*QUESTIONS*.
a) In the article on youth in Indian farming, rewrite the paragraph beginning "The realisation of the need to sustain youth's interest" as a bulleted list that keeps its main facts.
b) Answer these questions using the article on youth in Indian farming:
(i) What share of the youth are engaged in agriculture?
(ii) Which cause of youth outmigration is called the most important?
(iii) In what year did Parliament adopt the National Policy for Farmers?
c) Write the next paragraph of the article on youth in Indian farming, starting after its final sentence.

*EXTRACT TO READ*.

Aging may not be a serious menace for India as yet, but the same cannot be said about its farm sector. Hardly 5 per cent of the youth are engaged in agriculture though over 60 per cent of the rural people derive their livelihood fully or partly from farming and its related activities. Clearly, the modern youth are disenchanted with agriculture and are shunning it as a profession. The farming population is, consequently, getting old. It bodes ill for the future of agriculture as it may hold it from growing to its full potential.
The involvement of youth in agriculture is vital as they are more energetic, productive and receptive to new ideas and advanced technologies. Besides, they have the guts to take risks and go against the tide which is badly needed in the farm sector. Agriculture requires both brawn and brain in addition to enthusiasm and enterprise which only youth can provide.
However, like their urban counterparts, the rural youth are also looking for better career and growth prospects which they do not foresee in rural areas. The failure of development programmes and policies to make farming profitable and adequately improve the quality of life in the rural belt has added to the youth’s aversion to agriculture and village life. The other causes for the outmigration of youth are: Shrinking land holdings; paucity of innovative ideas and technical knowhow; inadequate access to finance; absence of efficient marketing; limited involvement in decision-making processes and policy matters; and, most importantly, poor image of farming as a profession. These issues need to be addressed urgently and holistically to motivate the youth to stay back in villages.
The realisation of the need to sustain youth’s interest in agriculture has come about rather late. The National Commission on Farmers, headed by noted farm expert M S Swaminathan, had made a case for it in its report in 2006. This had led to the inclusion of this issue in the National Policy for Farmers, adopted by Parliament in 2007, as one of its objectives. Some concrete initiatives have, no doubt, ensued since then, but these have remained confined to limited areas only. The unique programme of the Indian Council of Agricultural Research called ARYA (Attracting and Retaining Youth in Agriculture), launched in 2015-16, has also been limited till now to 25 districts in as many states. Only recently has the Union cabinet approved its extension to 100 districts to impart vocational training to about 1.4 million youth annually.

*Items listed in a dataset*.
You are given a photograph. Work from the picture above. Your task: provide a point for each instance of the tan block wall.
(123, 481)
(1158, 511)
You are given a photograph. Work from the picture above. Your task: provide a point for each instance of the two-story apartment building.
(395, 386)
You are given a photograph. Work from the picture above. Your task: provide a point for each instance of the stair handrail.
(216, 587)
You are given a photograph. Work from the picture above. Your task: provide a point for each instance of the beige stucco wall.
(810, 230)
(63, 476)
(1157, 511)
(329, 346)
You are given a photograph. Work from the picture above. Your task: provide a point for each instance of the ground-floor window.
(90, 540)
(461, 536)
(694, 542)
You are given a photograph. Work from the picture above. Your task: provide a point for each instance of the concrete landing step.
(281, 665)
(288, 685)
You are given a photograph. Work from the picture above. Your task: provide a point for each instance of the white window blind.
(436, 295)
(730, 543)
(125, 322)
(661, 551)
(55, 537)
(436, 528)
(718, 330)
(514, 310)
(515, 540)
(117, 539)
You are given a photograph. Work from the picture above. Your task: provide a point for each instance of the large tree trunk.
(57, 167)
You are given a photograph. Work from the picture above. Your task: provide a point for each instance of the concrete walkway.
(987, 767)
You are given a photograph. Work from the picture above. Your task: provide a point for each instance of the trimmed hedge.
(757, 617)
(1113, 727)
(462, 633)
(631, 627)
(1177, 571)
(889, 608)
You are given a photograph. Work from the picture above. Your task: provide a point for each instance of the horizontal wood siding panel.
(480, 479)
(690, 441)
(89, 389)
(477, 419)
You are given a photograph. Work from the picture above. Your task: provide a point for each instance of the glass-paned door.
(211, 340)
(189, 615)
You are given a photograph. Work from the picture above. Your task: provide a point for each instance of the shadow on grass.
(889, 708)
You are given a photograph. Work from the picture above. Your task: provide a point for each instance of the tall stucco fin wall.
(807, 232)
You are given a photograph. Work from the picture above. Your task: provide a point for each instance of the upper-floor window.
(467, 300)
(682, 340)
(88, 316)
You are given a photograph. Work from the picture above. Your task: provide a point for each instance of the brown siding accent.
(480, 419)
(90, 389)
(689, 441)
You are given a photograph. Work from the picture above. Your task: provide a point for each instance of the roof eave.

*EXERCISE RESULTS*.
a)
- Recognition of the need to keep youth interested in agriculture came rather late.
- The National Commission on Farmers, headed by farm expert M S Swaminathan, argued for it in its 2006 report.
- This led Parliament to include the issue as an objective of the National Policy for Farmers, adopted in 2007.
- Some concrete initiatives have followed, but only in limited areas.
- ARYA (Attracting and Retaining Youth in Agriculture), an Indian Council of Agricultural Research program launched in 2015-16, has so far covered only 25 districts in as many states.
- The Union cabinet recently approved extending ARYA to 100 districts to give vocational training to about 1.4 million youth each year.

b)
(i) Hardly 5 per cent.
(ii) The poor image of farming as a profession.
(iii) 2007.

c)
To steer these programmes in the right direction, a road map has recently been formulated in a conference in New Delhi on “motivating and attracting youth in agriculture” (MAYA). This was organised jointly by several national and international bodies engaged in promoting knowledge-based agriculture. The mooted strategy aims basically at preparing the youth to become employment providers and agents of change rather than employment seekers, maintains R S Paroda, chairman of the Trust for Advancement of Agricultural Sciences, one of the leading organisers of this event.
The MAYA road map envisages offering the youth a variety of avenues and opportunities for economic growth, social respect and application of modern technologies in farming and allied activities. With suitable grooming, the educated rural youth can be involved in services like agri-clinics to advise farmers on controlling crop diseases, pests and weeds and solving their other day-to-day problems. They can set up agri-service centres to offer custom-hiring facilities for small and marginal farmers for mechanising their farm operations to enhance productivity with reduced cost.
It also proposes involvement of youth in the marketing of farmers’ produce through physical and online markets (like electronic National Agriculture Market or e-NAM) and procurement of farm inputs on behalf of them at best bargained prices. The government, on its part, needs to provide sops like investment grants, soft loans and other facilities to the agri-business startups of rural youth. These and other well-conceived propositions that may appeal to the youth merit urgent consideration and implementation.